● **WRITTEN EXERCISE 1**: Show every line in the rows below that contains the string "hall".

● **SELECTED EXTRACT**:
■ ■ ■ ■ ■ ■ ■
What a shocker.

By Rob Bradford

OK so we went to the trouble of getting our Armstrong Shocker done up and upgraded by the best in town and after a little while, well 20 thousand Miles, we are sick of the crashing noise from the rear bump stops when touring with a full load of shoes and hats.

Time I say to consult Mr Google and likewise every expert known to man and see if there might be a home grown solution which does not entail removing and sending said Armstrongs to experts who are going to charge like wounded bulls and not likely to divulge their secret recipes.

Armstrong lever arm shocks were originally available in a variety of damping grades. The variations being made primarily in the valving but they were originally designed to use hydraulic oil in the viscosity range of ISO 30 to ISO 100 (equivalent to SAE 10W to SAE 30W) which according to the TR manual does not need to be changed.

The way these devices work is that there are two pistons pushing oil back and forth through an orifice. This orifice is small, so there is resistance to flow due to the viscosity of the oil in the piston chambers.  If the size of the connecting hole was not allowed to vary, the damping would be TOO strong for sudden jolts, so to accommodate sudden jolts, the oil is allowed to force its way through 2 larger spring-loaded valves, one to control the upward jolts and another to control the downward return of the suspension to its rest position.

When these units were new, there were alternate compression springs available, however these are not readily available so in order to adjust damping today, we can tighten the nut holding the rebound spring and insert spacers (washers) under the compression spring.
■ ■ ■ ■ ■ ■ ■
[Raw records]
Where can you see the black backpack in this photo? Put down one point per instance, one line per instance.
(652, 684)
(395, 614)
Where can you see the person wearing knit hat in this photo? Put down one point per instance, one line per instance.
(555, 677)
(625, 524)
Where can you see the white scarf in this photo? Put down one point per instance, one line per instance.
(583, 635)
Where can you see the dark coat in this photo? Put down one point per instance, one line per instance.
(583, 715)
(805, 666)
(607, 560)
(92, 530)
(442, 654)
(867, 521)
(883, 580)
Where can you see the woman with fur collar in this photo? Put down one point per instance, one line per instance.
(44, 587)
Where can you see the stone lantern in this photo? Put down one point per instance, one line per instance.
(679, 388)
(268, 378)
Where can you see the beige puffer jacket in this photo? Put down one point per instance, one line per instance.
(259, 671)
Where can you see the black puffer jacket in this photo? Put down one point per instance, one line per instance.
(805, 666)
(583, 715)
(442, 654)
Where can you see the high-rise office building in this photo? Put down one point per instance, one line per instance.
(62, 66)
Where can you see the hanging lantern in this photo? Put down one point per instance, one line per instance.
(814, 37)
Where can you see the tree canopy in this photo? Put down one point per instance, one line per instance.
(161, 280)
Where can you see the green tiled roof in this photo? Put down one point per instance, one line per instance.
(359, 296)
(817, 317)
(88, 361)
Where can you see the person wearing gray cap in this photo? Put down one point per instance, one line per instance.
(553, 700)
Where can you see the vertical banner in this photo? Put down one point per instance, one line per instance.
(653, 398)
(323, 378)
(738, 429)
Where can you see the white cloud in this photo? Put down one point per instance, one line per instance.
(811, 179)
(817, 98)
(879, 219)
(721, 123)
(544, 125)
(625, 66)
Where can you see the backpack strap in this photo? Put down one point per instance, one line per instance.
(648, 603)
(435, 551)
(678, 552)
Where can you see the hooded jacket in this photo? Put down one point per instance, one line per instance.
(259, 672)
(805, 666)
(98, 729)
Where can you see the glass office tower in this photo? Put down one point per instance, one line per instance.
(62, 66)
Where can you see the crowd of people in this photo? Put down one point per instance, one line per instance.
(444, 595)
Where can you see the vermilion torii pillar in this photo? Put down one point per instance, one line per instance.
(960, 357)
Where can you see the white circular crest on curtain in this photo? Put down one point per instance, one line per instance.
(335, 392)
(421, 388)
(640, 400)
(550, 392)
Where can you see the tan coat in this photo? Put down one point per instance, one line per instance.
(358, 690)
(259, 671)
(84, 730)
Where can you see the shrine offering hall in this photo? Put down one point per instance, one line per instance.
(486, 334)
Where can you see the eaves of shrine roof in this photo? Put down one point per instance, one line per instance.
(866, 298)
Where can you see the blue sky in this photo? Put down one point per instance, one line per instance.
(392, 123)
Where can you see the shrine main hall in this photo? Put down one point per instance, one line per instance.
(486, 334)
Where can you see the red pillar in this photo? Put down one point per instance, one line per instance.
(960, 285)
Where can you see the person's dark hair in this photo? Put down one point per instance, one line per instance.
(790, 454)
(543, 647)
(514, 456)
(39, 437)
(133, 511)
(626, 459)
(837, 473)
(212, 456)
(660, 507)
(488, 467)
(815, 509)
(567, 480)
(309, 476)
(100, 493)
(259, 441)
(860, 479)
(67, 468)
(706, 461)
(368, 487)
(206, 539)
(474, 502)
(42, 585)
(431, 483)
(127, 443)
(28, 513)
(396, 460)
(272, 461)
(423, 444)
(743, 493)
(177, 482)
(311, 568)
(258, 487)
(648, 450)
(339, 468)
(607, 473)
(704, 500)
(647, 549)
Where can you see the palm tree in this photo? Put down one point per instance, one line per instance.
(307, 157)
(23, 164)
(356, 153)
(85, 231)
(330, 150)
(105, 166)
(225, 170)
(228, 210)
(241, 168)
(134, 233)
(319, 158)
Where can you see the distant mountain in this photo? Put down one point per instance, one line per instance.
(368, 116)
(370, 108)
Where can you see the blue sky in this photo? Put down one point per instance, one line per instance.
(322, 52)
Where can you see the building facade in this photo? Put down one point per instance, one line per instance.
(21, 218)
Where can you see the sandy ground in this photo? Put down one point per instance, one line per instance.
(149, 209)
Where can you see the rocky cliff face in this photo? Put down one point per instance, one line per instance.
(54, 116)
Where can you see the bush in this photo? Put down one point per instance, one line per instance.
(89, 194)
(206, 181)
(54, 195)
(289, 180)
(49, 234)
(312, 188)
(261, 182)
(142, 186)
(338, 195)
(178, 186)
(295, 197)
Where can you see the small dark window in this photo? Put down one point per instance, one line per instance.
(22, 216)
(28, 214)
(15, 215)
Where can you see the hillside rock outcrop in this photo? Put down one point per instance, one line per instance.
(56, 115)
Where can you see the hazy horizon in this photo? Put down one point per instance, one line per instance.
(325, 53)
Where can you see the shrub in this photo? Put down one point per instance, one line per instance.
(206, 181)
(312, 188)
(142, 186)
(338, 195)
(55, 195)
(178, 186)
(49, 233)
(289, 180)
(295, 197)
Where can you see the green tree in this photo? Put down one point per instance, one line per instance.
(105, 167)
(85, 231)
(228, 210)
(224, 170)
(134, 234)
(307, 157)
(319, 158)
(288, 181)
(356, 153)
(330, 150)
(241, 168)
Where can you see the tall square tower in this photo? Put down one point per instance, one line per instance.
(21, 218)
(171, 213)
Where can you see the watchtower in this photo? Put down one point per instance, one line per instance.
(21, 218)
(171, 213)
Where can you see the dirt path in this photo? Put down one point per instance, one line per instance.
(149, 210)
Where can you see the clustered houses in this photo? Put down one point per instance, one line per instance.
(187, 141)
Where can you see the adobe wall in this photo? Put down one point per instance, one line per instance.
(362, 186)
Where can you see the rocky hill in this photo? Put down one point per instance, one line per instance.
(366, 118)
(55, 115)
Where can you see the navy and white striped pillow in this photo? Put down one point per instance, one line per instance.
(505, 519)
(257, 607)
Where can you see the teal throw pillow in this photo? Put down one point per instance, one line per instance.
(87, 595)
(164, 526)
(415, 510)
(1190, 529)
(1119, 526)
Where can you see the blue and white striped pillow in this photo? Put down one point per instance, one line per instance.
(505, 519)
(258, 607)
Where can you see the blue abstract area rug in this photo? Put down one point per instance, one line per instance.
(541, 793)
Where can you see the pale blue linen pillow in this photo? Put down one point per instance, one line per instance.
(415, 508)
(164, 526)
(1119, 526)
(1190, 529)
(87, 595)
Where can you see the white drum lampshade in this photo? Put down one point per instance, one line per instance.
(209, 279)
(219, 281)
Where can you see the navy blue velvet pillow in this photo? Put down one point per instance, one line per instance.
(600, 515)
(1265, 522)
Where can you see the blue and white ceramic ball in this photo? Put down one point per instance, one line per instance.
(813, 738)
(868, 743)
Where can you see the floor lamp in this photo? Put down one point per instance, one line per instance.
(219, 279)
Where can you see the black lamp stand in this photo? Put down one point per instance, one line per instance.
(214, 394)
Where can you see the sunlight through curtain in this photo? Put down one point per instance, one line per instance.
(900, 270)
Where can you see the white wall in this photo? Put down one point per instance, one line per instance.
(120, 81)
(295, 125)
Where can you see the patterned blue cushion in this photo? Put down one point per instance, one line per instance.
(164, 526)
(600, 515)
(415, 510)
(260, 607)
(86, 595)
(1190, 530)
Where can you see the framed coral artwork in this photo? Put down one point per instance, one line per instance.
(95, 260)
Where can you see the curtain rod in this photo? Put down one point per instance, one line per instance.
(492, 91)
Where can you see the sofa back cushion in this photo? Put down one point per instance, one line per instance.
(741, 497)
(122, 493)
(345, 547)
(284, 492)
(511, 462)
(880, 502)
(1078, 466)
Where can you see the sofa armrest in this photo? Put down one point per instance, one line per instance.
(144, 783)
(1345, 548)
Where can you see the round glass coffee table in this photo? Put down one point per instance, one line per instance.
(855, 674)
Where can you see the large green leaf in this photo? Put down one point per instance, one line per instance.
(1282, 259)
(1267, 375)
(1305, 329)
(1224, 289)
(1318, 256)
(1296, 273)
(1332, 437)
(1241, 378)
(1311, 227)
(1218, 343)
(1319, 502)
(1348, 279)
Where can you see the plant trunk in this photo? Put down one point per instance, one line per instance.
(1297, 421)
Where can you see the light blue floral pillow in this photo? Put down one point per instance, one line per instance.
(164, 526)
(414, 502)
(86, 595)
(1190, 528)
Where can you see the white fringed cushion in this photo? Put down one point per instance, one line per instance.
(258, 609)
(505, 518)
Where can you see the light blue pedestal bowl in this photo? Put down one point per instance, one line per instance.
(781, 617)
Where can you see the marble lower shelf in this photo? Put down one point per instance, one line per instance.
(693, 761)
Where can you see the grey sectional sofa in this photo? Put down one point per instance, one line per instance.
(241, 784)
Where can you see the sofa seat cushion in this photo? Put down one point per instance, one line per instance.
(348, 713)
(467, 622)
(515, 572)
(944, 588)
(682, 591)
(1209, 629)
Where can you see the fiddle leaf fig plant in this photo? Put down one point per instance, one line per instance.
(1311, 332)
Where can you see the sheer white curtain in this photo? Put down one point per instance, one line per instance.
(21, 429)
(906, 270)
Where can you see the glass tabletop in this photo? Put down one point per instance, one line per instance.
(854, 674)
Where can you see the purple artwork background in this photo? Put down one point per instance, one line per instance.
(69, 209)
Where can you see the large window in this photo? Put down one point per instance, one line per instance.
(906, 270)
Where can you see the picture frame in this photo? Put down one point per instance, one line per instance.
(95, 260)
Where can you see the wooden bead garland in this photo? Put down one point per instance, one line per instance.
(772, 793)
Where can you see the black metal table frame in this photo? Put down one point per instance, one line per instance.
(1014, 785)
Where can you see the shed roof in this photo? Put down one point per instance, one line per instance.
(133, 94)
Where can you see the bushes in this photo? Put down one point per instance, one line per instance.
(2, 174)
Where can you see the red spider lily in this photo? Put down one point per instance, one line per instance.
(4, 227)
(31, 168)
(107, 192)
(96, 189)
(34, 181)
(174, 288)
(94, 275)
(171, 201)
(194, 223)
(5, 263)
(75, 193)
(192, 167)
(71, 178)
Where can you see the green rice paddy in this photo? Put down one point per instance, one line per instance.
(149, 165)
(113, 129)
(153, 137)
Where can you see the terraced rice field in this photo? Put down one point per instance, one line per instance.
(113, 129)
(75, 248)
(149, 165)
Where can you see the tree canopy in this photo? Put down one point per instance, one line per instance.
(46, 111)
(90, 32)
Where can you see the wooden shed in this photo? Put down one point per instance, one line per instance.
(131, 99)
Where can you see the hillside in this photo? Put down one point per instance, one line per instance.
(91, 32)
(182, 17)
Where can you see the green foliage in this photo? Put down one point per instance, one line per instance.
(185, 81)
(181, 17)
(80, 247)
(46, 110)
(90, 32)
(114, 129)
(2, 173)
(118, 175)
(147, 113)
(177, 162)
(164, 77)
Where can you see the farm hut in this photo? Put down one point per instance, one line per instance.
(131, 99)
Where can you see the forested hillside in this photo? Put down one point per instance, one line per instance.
■ ■ ■ ■ ■ ■ ■
● **WRITTEN EXERCISE 2**: Duplicate the shock absorber article above, everything from "What a shocker." down to "shoes and hats.".

● **CORRECT OUTPUT 1**:
Where can you see the shrine offering hall in this photo? Put down one point per instance, one line per instance.
Where can you see the shrine main hall in this photo? Put down one point per instance, one line per instance.

● **CORRECT OUTPUT 2**:
What a shocker.

By Rob Bradford

OK so we went to the trouble of getting our Armstrong Shocker done up and upgraded by the best in town and after a little while, well 20 thousand Miles, we are sick of the crashing noise from the rear bump stops when touring with a full load of shoes and hats.